*EXERCISE PASSAGE:*
+ + + +
# Byte Pair Encoding

In [1]:
#Unicode
#Strings are immutable sequences of Unicode code points. 

var = "Hello world !"

for word in var:
    # ord ---> returns unicode for character not string tho!
    print(ord(word))

unicode_list = [(ord(x)) for x in var]


72
101
108
108
111
32
119
111
114
108
100
32
33


In [2]:
unicode_list

[72, 101, 108, 108, 111, 32, 119, 111, 114, 108, 100, 32, 33]

In [2]:
base_para = str("Artificial intelligence, or AI, is concerned with building systems that simulate intelligent behavior. It encompasses a wide range of approaches, including those based on logic, search, and probabilistic reasoning. Machine learning is a subset of AI that learns to make decisions by fitting mathematical models to observed data. This area has seen explosive growth and is now (incorrectly) almost synonymous with the term AI. A deep neural network (or deep network for short) is a type of machine learning model, and the process of fitting these models to data is referred to as deep learning. At the time of writing, deep networks are the most powerful and practical machine learning models and are often encountered in day-to-day life. It is commonplace to translate text to another language using a natural language processing algorithm, to search for images of a given object using a computer vision system, or to converse with a digital assistant via a speech recognition interface. All of these applications are powered by deep learning.")
byte_object = base_para[:500].encode("utf-8")
print(byte_object, len(byte_object))

print("_____________")
byte_list = list(byte_object) #list(map(int, tokens))
print(byte_list, len(byte_list))
print("_____________")



b'Artificial intelligence, or AI, is concerned with building systems that simulate intelligent behavior. It encompasses a wide range of approaches, including those based on logic, search, and probabilistic reasoning. Machine learning is a subset of AI that learns to make decisions by fitting mathematical models to observed data. This area has seen explosive growth and is now (incorrectly) almost synonymous with the term AI. A deep neural network (or deep network for short) is a type of machine lea' 500
_____________
[65, 114, 116, 105, 102, 105, 99, 105, 97, 108, 32, 105, 110, 116, 101, 108, 108, 105, 103, 101, 110, 99, 101, 44, 32, 111, 114, 32, 65, 73, 44, 32, 105, 115, 32, 99, 111, 110, 99, 101, 114, 110, 101, 100, 32, 119, 105, 116, 104, 32, 98, 117, 105, 108, 100, 105, 110, 103, 32, 115, 121, 115, 116, 101, 109, 115, 32, 116, 104, 97, 116, 32, 115, 105, 109, 117, 108, 97, 116, 101, 32, 105, 110, 116, 101, 108, 108, 105, 103, 101, 110, 116, 32, 98, 101, 104, 97, 118, 105, 111, 114,

In [15]:
import regex
from collections import defaultdict
from typing import List, Dict, Tuple, Any


class BytePairEncoder:
    """
+ + + +
*GIVEN DATA:*
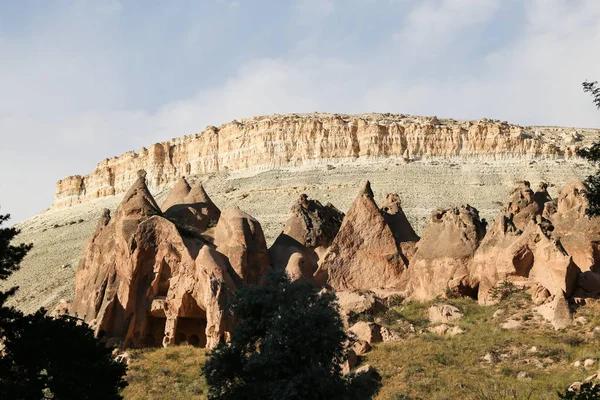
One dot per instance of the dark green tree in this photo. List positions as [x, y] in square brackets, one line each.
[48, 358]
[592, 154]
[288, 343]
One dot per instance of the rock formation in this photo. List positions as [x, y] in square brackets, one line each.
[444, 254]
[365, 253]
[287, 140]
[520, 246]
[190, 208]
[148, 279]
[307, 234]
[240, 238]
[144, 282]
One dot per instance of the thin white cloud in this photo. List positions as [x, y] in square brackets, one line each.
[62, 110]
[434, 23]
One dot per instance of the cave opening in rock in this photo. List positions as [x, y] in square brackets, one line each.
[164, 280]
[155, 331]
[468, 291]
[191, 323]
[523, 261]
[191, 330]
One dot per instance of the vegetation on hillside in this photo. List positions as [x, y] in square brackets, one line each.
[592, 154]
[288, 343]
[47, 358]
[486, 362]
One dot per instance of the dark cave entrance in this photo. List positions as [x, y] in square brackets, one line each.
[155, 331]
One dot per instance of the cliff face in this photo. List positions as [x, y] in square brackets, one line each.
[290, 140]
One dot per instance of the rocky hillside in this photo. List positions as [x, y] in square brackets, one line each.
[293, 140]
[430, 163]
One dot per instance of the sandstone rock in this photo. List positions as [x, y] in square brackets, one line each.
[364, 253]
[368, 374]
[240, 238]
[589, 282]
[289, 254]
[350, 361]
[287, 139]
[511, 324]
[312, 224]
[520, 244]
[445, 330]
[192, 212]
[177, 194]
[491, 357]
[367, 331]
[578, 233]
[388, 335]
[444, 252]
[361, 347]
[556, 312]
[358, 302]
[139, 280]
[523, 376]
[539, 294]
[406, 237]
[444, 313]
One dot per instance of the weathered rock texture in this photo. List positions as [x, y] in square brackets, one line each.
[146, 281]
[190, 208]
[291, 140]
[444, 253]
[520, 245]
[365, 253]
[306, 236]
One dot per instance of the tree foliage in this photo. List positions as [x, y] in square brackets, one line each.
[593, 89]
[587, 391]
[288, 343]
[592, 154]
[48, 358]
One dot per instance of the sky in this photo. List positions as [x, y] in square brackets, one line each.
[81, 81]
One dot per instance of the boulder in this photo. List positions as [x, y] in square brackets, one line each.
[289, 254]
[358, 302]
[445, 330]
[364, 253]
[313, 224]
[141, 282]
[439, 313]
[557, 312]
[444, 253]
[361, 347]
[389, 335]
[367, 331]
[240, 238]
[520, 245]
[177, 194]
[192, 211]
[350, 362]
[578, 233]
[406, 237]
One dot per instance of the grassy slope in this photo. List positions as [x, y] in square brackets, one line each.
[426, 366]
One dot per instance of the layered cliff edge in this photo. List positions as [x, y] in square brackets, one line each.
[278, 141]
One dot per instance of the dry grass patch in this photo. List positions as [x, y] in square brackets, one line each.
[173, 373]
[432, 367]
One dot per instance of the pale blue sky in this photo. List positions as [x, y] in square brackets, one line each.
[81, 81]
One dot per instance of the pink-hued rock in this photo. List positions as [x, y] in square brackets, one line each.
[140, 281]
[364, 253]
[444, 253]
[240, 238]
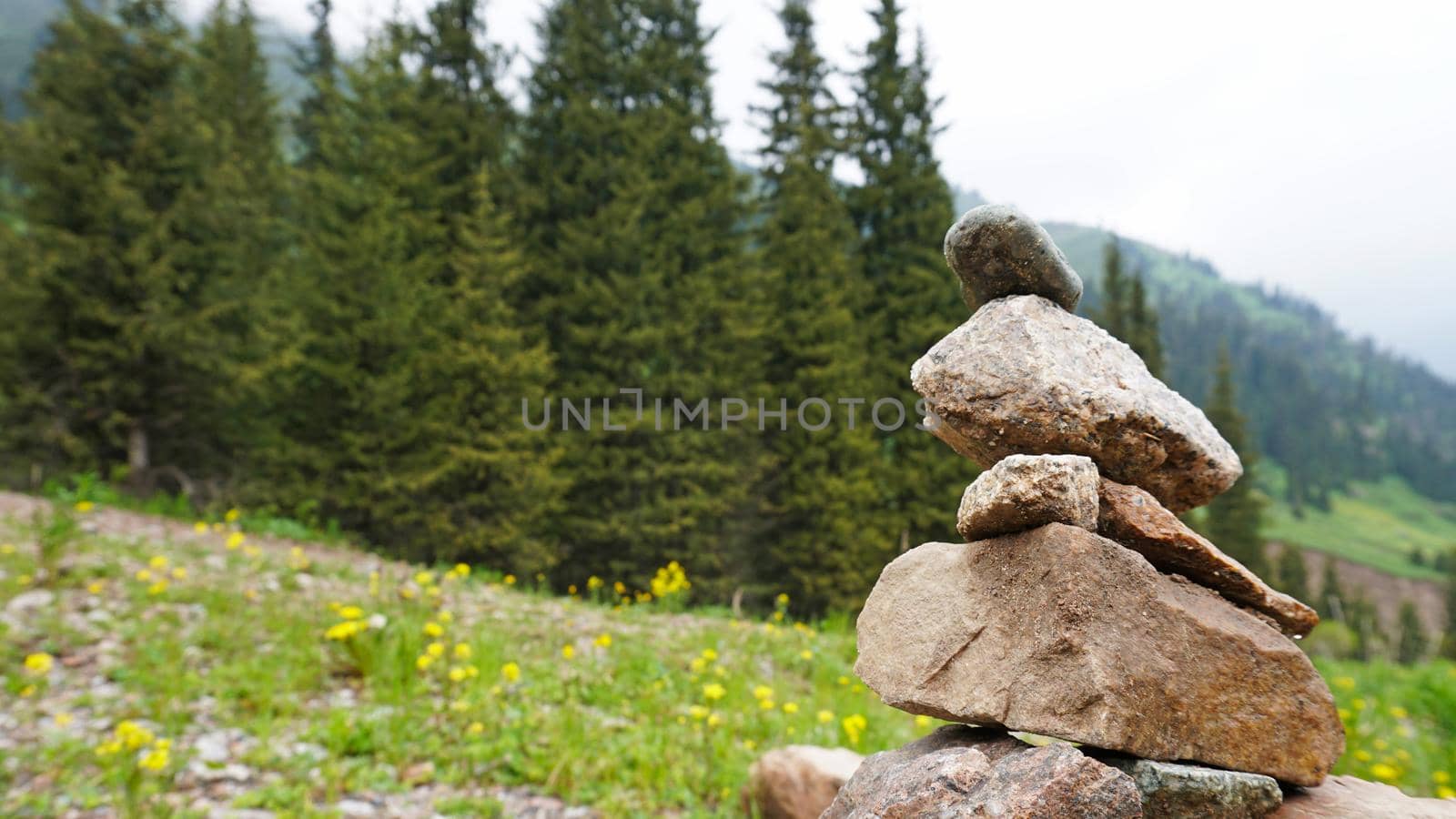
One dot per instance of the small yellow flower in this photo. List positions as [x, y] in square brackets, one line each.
+ + + +
*WHAT YOU SHOULD DO:*
Could you repeat verbatim the part of the byte pair encoding page that opens with the words containing "# Byte Pair" and closes with "print(ord(word))"?

*RESPONSE TO THE TASK:*
# Byte Pair Encoding

In [1]:
#Unicode
#Strings are immutable sequences of Unicode code points. 

var = "Hello world !"

for word in var:
    # ord ---> returns unicode for character not string tho!
    print(ord(word))